** WHAT YOU WILL DO **
Could you print, exactly as they stand, the lines from the one holding "positive clicks: (177, 173) (170, 162)" to the end of the data below, and nothing more?

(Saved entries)
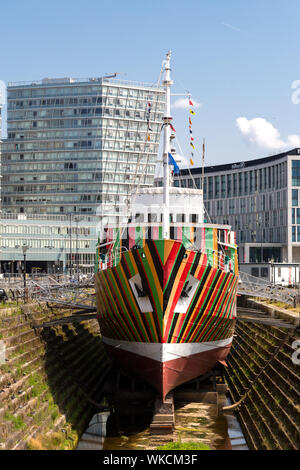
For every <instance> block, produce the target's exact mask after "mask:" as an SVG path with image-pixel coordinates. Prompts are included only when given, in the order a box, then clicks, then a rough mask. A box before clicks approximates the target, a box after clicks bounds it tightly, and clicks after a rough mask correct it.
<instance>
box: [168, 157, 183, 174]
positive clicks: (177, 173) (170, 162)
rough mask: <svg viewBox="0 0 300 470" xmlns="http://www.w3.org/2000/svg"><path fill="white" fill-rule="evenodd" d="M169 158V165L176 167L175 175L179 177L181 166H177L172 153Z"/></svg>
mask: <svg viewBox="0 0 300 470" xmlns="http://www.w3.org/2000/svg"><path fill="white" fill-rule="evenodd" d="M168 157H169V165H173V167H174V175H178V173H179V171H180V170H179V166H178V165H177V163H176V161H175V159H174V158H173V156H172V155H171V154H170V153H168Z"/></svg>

** YOUR RESPONSE **
positive clicks: (177, 173) (170, 162)
rough mask: <svg viewBox="0 0 300 470" xmlns="http://www.w3.org/2000/svg"><path fill="white" fill-rule="evenodd" d="M169 158V165L176 167L175 175L179 177L181 166H177L172 153Z"/></svg>
mask: <svg viewBox="0 0 300 470" xmlns="http://www.w3.org/2000/svg"><path fill="white" fill-rule="evenodd" d="M168 157H169V165H173V167H174V175H178V173H179V171H180V170H179V166H178V165H177V163H176V161H175V159H174V158H173V156H172V155H171V154H170V153H168Z"/></svg>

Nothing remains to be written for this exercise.